Data for this exercise: Begin

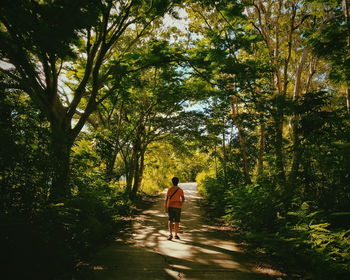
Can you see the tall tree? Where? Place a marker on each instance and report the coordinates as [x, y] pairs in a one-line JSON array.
[[49, 38]]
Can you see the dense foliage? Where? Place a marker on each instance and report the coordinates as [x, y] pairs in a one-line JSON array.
[[103, 101]]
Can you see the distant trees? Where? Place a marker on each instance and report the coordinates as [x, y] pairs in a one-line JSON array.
[[57, 52]]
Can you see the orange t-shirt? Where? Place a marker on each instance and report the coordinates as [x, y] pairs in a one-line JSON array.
[[177, 199]]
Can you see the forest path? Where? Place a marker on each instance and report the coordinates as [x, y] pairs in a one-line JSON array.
[[204, 252]]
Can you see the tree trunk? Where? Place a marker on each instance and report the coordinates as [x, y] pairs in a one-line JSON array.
[[138, 175], [61, 144], [295, 123], [110, 164], [261, 148], [346, 10], [281, 176], [242, 141], [224, 154]]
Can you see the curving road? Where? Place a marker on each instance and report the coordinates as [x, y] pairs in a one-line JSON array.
[[204, 252]]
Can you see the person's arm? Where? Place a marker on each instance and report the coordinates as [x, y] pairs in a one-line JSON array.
[[166, 202]]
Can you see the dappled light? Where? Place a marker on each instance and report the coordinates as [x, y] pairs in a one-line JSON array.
[[201, 252], [105, 104]]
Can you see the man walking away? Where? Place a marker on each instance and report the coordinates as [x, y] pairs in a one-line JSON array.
[[173, 202]]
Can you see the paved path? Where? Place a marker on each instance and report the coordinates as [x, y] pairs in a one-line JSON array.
[[202, 253]]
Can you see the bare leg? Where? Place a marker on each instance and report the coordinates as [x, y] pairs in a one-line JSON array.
[[170, 226], [177, 227]]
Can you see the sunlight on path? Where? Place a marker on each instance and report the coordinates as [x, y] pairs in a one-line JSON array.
[[203, 252]]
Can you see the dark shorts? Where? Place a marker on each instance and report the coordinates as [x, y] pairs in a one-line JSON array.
[[174, 214]]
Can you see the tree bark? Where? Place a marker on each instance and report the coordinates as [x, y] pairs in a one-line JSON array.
[[138, 174], [242, 140], [61, 143], [346, 10], [295, 123], [261, 148]]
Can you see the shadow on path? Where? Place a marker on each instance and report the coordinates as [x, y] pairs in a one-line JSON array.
[[202, 253]]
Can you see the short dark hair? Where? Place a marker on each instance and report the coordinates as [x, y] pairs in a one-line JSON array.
[[175, 181]]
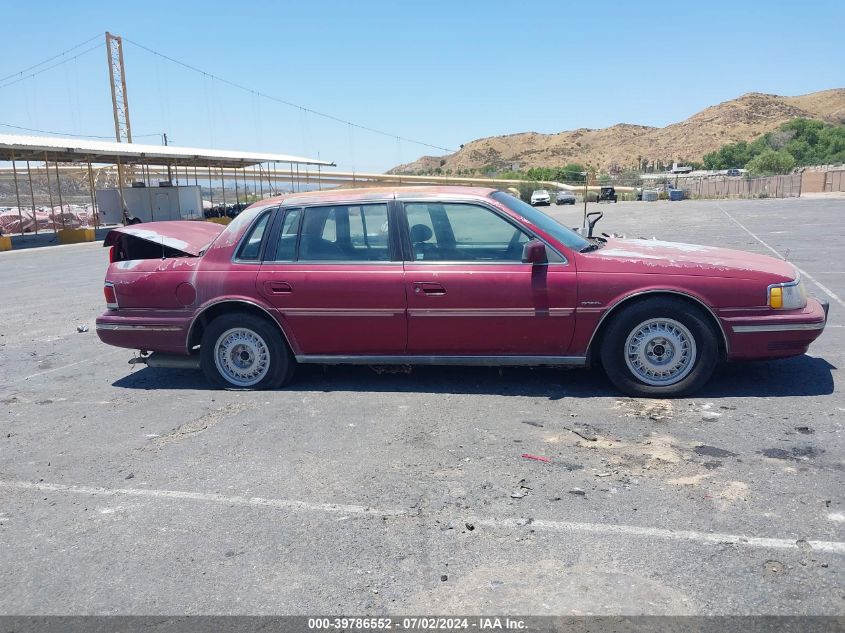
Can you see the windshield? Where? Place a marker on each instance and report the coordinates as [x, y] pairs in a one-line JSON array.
[[542, 221]]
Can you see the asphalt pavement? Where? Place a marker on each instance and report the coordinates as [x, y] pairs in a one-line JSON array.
[[351, 491]]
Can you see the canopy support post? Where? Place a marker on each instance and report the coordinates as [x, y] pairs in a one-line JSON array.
[[210, 187], [50, 191], [93, 198], [223, 183], [59, 188], [123, 208], [17, 194], [32, 197]]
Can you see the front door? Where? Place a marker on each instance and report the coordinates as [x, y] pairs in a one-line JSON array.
[[337, 281], [470, 294]]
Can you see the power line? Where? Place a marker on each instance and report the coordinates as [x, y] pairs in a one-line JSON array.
[[44, 70], [73, 48], [283, 102], [30, 129]]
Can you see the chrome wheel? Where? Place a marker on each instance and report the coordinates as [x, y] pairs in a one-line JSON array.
[[660, 352], [242, 357]]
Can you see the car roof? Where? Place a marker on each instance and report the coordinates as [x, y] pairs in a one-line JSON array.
[[377, 193]]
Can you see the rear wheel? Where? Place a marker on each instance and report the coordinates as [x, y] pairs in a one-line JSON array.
[[242, 351], [659, 348]]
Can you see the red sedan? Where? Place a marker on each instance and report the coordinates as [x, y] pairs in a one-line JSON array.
[[441, 276]]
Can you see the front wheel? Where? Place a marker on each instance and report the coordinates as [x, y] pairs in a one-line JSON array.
[[242, 351], [659, 348]]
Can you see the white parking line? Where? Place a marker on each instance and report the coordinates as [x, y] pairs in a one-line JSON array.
[[709, 538], [804, 273], [50, 371]]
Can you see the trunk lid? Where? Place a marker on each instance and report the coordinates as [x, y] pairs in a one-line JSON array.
[[177, 238]]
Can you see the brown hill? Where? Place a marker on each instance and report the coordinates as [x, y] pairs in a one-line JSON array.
[[623, 145]]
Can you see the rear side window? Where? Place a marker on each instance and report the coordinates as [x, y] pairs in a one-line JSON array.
[[251, 246], [345, 233], [286, 248]]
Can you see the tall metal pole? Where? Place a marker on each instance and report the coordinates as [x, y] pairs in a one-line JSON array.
[[119, 97], [584, 224], [17, 193]]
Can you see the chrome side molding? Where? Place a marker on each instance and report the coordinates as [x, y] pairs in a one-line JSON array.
[[492, 361]]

Data for this exercise: End

Prompt →
Because pictures are not wanted, give every entry above again exactly without them.

Answer space →
Can you see the tall tree? Where? Place a marker on each instance and report the coordinates as [x, y] pairs in a one-line JSON array.
[[49, 38]]
Can you see the dense foliage? Where? Place a marker on each instance and report the coordinates as [x, y] pairs in a one-line JSON array.
[[103, 101]]
Can you see the distant trees? Where? Place a marker on each instance and report the coordinates as [x, y] pairs in a one-line JSON array.
[[57, 52]]
Can you see the orange t-shirt? Where? Place a marker on each instance and report the coordinates as [x, y] pairs in a one-line JSON array.
[[177, 199]]
Can you see the forest path? Where? Place a marker on each instance and report the coordinates as [x, y] pairs in a one-line JSON array.
[[204, 252]]
Can you see the tree trunk? Where? Place a marker on each instance and report the coordinates as [x, y] pairs in a one-line JSON array.
[[138, 175], [61, 144], [295, 123], [110, 164], [261, 148], [346, 10], [281, 176], [242, 141], [224, 154]]
Can you see the curving road? Where? Place a marker on each instance and report the coordinates as [x, y] pairs in a one-line JSON array.
[[204, 252]]
Can you see the person's arm? Where? Place a marker on each instance and report the coordinates as [x, y] pairs in a one-line JSON array.
[[166, 202]]
Can you see the dappled light? Where? Place a marker on each instance and report the coordinates as [x, y] pairs in a one-line JSON array.
[[201, 252], [105, 104]]
Can you see the man walking away? Where? Place a marker on each instance and report the coordinates as [x, y] pairs in a one-line JSON array.
[[173, 202]]
Can you see the paved path? Where? Place a marker on each instance and report the coordinates as [x, y] pairs in a one-line JSON array.
[[202, 253]]
Can you see the bare leg? Where? Place a marker on each instance and report the coordinates as [x, y] pairs in a one-line JSON array.
[[170, 226], [177, 227]]
Can you see the sunlight on path? Where? Place a marker on each instance and report the coordinates as [x, y] pairs in a one-line JSON array.
[[203, 252]]
Can you see the dark shorts? Where? Place a marker on each instance and report the coordinates as [x, y] pairs in a one-line JSON array.
[[174, 214]]
Can you see the tree bark? Where? Place a marker on each instance and report the coordinates as [x, y] pairs in a one-line JSON array.
[[138, 174], [242, 140], [61, 143], [346, 10], [295, 123], [261, 148]]
Can you see the shadow on path? Where? Place a marker on each instance and report the coordinates as [x, y] pairs in a one-line JSON array.
[[202, 253]]
Can you see the short dark hair? Where? Place a marker on each instance and report the coordinates as [x, y] pairs in a one-line JSON array.
[[175, 181]]
Can you see the windshield? Where? Place a marker on each instance and report the coordinates as [x, y] pairs in a one-line JSON array.
[[542, 221]]
Can you see the asphalt pavement? Where? Place a marker on each instance and report the coordinates as [x, y] pairs in a one-line JSON array.
[[351, 491]]
Can you see the canopy support post? Where? Place a marker on each instance and report the coordinates as [x, y] pairs in a one-line JSON array.
[[210, 187], [50, 191], [93, 198], [223, 183], [59, 188], [123, 208], [17, 194], [32, 197]]
Can you see the front door? Where? Place a marker on each instance and report the coordinates as [x, y] pairs in a one-line JSON array.
[[337, 281], [470, 294]]
Can you see the power line? Where? Place a marker on each instance and report the coordinates as [x, y] pairs in a one-line JSON array.
[[44, 70], [73, 48], [283, 102], [30, 129]]
Can you see the chrome wheel? Where? Place a marker on each instance and report the coordinates as [x, y] pairs in a one-line JSON array.
[[660, 352], [242, 357]]
Can you see the car roof? Where? Place a marker on each instance and report the coordinates as [x, y] pairs in a one-line JSON array.
[[377, 193]]
Can you see the rear wheel? Where? Place a marker on each instance and report the coordinates as [x, y] pairs in a one-line JSON array.
[[242, 351], [659, 348]]
Can you see the red sedan? Where? Place a marker on each instance and report the coordinates as [x, y] pairs in a one-line JSON array.
[[441, 276]]
Can you see the front wheel? Where? Place a marker on each instance and report the coordinates as [x, y] pairs in a one-line JSON array.
[[242, 351], [659, 348]]
Can you see the white parking line? Where? Place a marker on each instance and report the coordinates as [x, y] pairs in a one-line JSON array.
[[709, 538], [804, 273], [50, 371]]
Can you see the trunk lid? Where? Place a marker on each instance and report the coordinates as [x, y] pairs in a one-line JSON array.
[[177, 238]]
Can you see the brown hill? Where? Place a marker on each instance and report the coordinates as [x, y] pairs in a one-line JSON array.
[[623, 145]]
Can you see the rear side window? Where? Place a marker on each instance and report the coordinates as [x, y] pairs in a one-line JSON array.
[[251, 246], [345, 233], [286, 248]]
Can you see the tall metal pole? Where? Place a marker on each instance and report the coordinates as [x, y] pairs in a one-line JSON array.
[[119, 97], [584, 224], [17, 193]]
Can you see the chrome side molding? Where? Place a marker on each instance and report the coordinates as [x, y] pairs in a one-line JSON array.
[[492, 361]]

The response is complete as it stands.